Render the lines of the data below as a Markdown table with the columns Row and Line, beginning at the line containing "label: leafy green bush" and continuing through the line containing "[310,85,578,430]", both included. Omit blank lines and pictures.

(Dataset records)
-*-

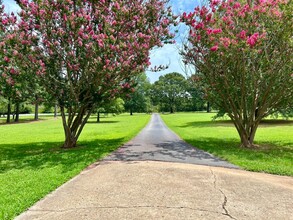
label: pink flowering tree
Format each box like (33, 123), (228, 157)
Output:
(0, 1), (27, 122)
(182, 0), (293, 148)
(12, 0), (173, 148)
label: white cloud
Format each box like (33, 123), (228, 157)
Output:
(146, 0), (198, 82)
(2, 0), (20, 13)
(146, 44), (192, 83)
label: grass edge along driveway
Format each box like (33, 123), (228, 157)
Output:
(0, 114), (150, 219)
(161, 113), (293, 176)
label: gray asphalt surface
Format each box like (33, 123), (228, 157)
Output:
(104, 114), (238, 168)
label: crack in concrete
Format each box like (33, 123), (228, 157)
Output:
(28, 205), (222, 214)
(210, 168), (237, 220)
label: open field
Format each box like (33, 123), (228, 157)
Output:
(0, 114), (150, 219)
(161, 113), (293, 176)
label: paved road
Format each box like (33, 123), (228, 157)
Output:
(16, 161), (293, 220)
(104, 114), (237, 168)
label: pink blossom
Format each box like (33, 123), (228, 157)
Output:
(246, 32), (259, 47)
(2, 18), (8, 25)
(213, 28), (222, 34)
(10, 68), (16, 74)
(238, 30), (247, 39)
(4, 57), (10, 63)
(211, 45), (219, 51)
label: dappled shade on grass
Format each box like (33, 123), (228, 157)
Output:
(162, 113), (293, 176)
(0, 115), (150, 219)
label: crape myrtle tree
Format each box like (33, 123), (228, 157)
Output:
(182, 0), (293, 148)
(15, 0), (174, 148)
(152, 72), (189, 113)
(0, 2), (28, 123)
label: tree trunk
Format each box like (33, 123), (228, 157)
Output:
(6, 98), (11, 123)
(14, 102), (20, 122)
(97, 112), (100, 122)
(207, 102), (211, 113)
(54, 104), (57, 118)
(35, 101), (39, 121)
(170, 105), (174, 114)
(60, 106), (94, 148)
(234, 118), (259, 148)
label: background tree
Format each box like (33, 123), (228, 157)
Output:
(15, 0), (173, 148)
(96, 98), (125, 122)
(125, 73), (151, 115)
(182, 0), (293, 147)
(152, 73), (188, 113)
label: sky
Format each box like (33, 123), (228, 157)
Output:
(2, 0), (200, 83)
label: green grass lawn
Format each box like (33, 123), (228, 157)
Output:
(161, 113), (293, 176)
(0, 114), (150, 219)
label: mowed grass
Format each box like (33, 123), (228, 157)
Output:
(0, 114), (150, 219)
(161, 113), (293, 176)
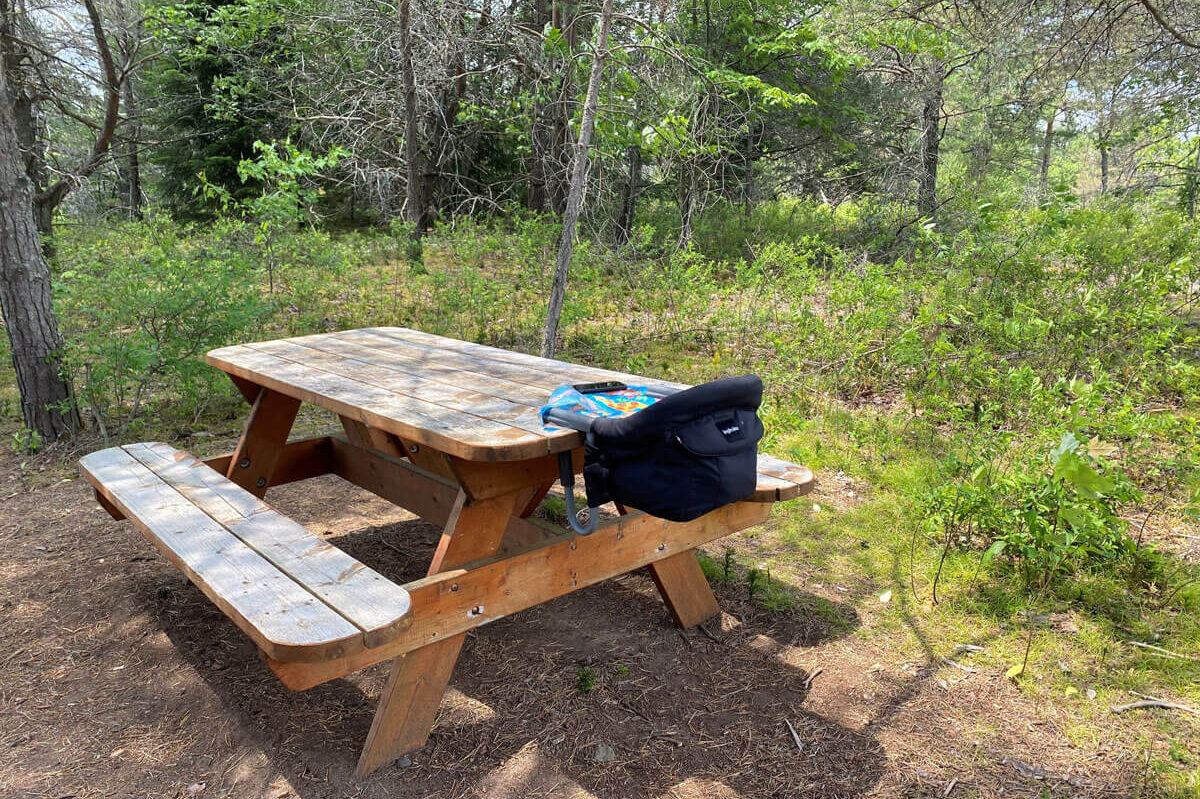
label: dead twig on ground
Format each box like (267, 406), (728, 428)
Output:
(1110, 691), (1200, 716)
(784, 719), (804, 752)
(1126, 641), (1200, 660)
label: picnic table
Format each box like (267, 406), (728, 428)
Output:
(80, 328), (812, 775)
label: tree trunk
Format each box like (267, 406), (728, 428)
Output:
(526, 0), (550, 212)
(1188, 128), (1200, 220)
(917, 72), (943, 216)
(742, 120), (762, 216)
(121, 76), (142, 220)
(0, 72), (79, 441)
(397, 0), (427, 239)
(678, 160), (697, 250)
(1100, 139), (1109, 197)
(1038, 108), (1058, 197)
(616, 144), (642, 247)
(544, 0), (578, 216)
(541, 0), (613, 358)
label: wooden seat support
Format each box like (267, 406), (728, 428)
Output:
(79, 444), (413, 662)
(88, 328), (814, 775)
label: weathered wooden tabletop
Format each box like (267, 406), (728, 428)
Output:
(208, 328), (812, 501)
(208, 328), (684, 461)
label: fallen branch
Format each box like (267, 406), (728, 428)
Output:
(942, 657), (979, 674)
(1126, 641), (1200, 660)
(784, 719), (804, 752)
(1110, 691), (1200, 716)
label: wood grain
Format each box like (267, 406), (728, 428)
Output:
(226, 389), (300, 497)
(649, 549), (721, 627)
(355, 479), (517, 776)
(268, 503), (770, 691)
(79, 447), (362, 661)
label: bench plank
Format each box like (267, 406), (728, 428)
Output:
(125, 443), (412, 648)
(79, 447), (362, 661)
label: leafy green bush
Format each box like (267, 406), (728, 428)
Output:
(926, 433), (1145, 584)
(56, 214), (271, 435)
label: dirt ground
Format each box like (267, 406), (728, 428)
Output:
(0, 448), (1141, 799)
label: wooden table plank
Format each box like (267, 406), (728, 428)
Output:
(79, 447), (362, 661)
(124, 443), (412, 647)
(331, 328), (688, 389)
(208, 346), (556, 461)
(248, 341), (561, 438)
(209, 328), (812, 491)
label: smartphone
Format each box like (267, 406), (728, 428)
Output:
(571, 380), (629, 394)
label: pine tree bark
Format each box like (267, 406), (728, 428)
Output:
(1188, 128), (1200, 220)
(917, 72), (943, 216)
(1038, 108), (1058, 197)
(121, 76), (142, 220)
(397, 0), (428, 239)
(0, 72), (79, 441)
(541, 0), (613, 358)
(1100, 139), (1109, 197)
(614, 144), (642, 247)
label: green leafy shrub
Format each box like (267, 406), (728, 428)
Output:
(56, 214), (271, 435)
(926, 433), (1146, 584)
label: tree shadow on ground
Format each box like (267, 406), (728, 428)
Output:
(133, 503), (886, 799)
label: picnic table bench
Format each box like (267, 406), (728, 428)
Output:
(80, 328), (812, 774)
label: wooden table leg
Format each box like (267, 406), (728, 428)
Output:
(617, 503), (721, 627)
(648, 549), (721, 627)
(226, 389), (300, 497)
(355, 489), (526, 776)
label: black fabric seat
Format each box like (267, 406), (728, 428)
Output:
(583, 374), (763, 522)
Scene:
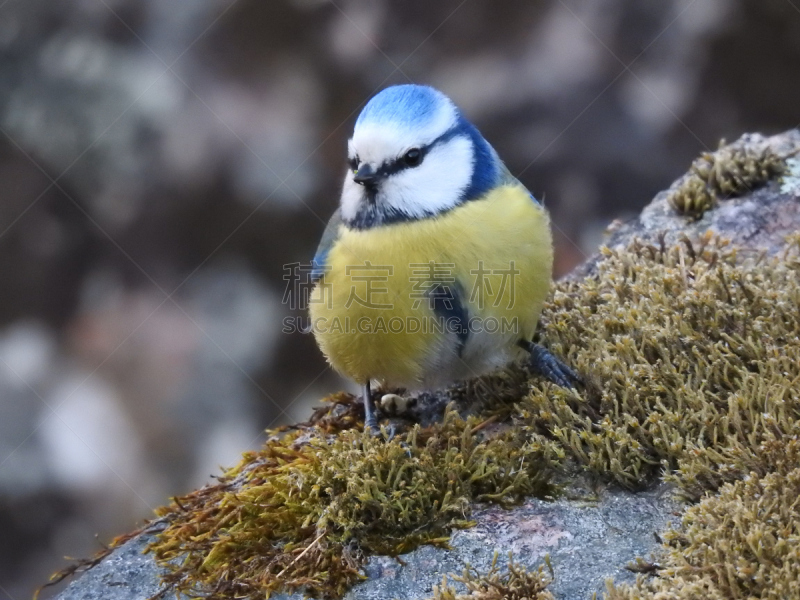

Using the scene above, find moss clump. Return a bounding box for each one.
[606,439,800,600]
[518,230,800,499]
[145,398,552,598]
[430,554,554,600]
[667,140,786,218]
[144,236,800,598]
[42,225,800,600]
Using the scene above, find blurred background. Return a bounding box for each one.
[0,0,800,600]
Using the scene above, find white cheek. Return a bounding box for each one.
[341,170,364,221]
[381,137,474,217]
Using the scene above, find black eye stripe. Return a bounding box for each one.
[376,125,463,177]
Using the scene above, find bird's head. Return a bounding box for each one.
[341,85,502,229]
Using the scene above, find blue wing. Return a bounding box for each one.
[311,209,342,283]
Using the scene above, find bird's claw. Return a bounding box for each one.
[528,344,581,389]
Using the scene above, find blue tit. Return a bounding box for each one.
[310,85,578,430]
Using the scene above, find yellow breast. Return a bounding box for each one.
[310,185,553,387]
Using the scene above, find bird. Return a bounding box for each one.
[309,84,580,432]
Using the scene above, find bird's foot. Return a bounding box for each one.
[525,342,581,389]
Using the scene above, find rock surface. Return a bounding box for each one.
[59,484,680,600]
[54,131,800,600]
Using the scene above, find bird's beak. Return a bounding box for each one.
[353,163,378,187]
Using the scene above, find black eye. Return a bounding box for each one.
[403,148,422,167]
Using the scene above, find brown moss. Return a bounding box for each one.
[48,225,800,599]
[606,439,800,600]
[141,231,800,598]
[667,140,786,218]
[532,230,800,498]
[145,410,552,598]
[430,553,554,600]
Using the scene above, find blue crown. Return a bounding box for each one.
[356,84,450,126]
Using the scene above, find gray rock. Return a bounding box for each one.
[58,534,166,600]
[58,484,679,600]
[54,131,800,600]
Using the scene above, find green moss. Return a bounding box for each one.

-*-

### Solution for this problem
| Row | Line |
|---|---|
| 1 | label: leafy green bush |
| 2 | Format each box like (267, 406), (728, 428) |
| 3 | Output: |
| 4 | (926, 433), (1145, 584) |
| 5 | (56, 214), (271, 435) |
| 6 | label: dirt ground |
| 7 | Format each box like (267, 406), (728, 428) |
| 8 | Output: |
| 9 | (0, 448), (1141, 799) |
| 10 | label: wooden table plank |
| 11 | Format each box like (267, 406), (728, 428) |
| 12 | Output: |
| 13 | (79, 447), (362, 661) |
| 14 | (124, 443), (412, 647) |
| 15 | (331, 328), (688, 389) |
| 16 | (208, 346), (556, 461) |
| 17 | (248, 341), (561, 438) |
| 18 | (209, 328), (812, 491) |
| 19 | label: smartphone |
| 20 | Format each box like (267, 406), (728, 428) |
| 21 | Output: |
| 22 | (571, 380), (629, 394) |
| 23 | label: pine tree bark |
| 24 | Format each box like (267, 406), (728, 428) |
| 25 | Output: |
| 26 | (1188, 128), (1200, 220) |
| 27 | (917, 72), (943, 216) |
| 28 | (1038, 108), (1058, 197) |
| 29 | (121, 76), (142, 220) |
| 30 | (397, 0), (428, 239) |
| 31 | (0, 72), (79, 441) |
| 32 | (541, 0), (613, 358) |
| 33 | (1100, 139), (1109, 197) |
| 34 | (614, 144), (642, 247) |
| 35 | label: green leafy shrub |
| 36 | Format each box like (267, 406), (728, 428) |
| 37 | Output: |
| 38 | (56, 214), (271, 435) |
| 39 | (926, 433), (1146, 584) |
| 40 | label: tree shadow on ground |
| 41 | Format each box like (267, 406), (728, 428) |
| 42 | Output: |
| 43 | (133, 503), (886, 799) |
| 44 | label: picnic table bench |
| 45 | Format each box like (267, 406), (728, 428) |
| 46 | Output: |
| 47 | (80, 328), (812, 774) |
| 48 | label: wooden table leg |
| 49 | Format each box like (267, 406), (728, 428) |
| 50 | Output: |
| 51 | (617, 503), (721, 627) |
| 52 | (648, 549), (721, 627) |
| 53 | (226, 389), (300, 497) |
| 54 | (355, 489), (526, 776) |
| 55 | label: black fabric seat |
| 56 | Format each box like (267, 406), (728, 428) |
| 57 | Output: |
| 58 | (583, 374), (763, 522) |
| 59 | Scene: |
| 60 | Using the scene above, find moss clump. Return a bounding box for each one. |
| 61 | [606,439,800,600] |
| 62 | [518,230,800,499] |
| 63 | [145,398,552,598] |
| 64 | [430,554,554,600] |
| 65 | [667,140,786,218] |
| 66 | [144,236,800,598] |
| 67 | [42,225,800,600] |
| 68 | Using the scene above, find blurred background. Return a bounding box for each one. |
| 69 | [0,0,800,600] |
| 70 | Using the scene above, find white cheek. Return a bounding box for each one. |
| 71 | [341,170,364,221] |
| 72 | [381,137,474,217] |
| 73 | Using the scene above, find black eye stripe. Return a bounding box for each one. |
| 74 | [376,125,463,177] |
| 75 | Using the scene above, find bird's head. Return a bounding box for each one. |
| 76 | [341,85,502,229] |
| 77 | Using the scene above, find blue wing. Return a bounding box for each one. |
| 78 | [311,209,342,283] |
| 79 | Using the scene above, find bird's claw. Return a bounding box for each one. |
| 80 | [528,344,581,389] |
| 81 | Using the scene above, find blue tit. Return a bounding box for each one. |
| 82 | [310,85,578,430] |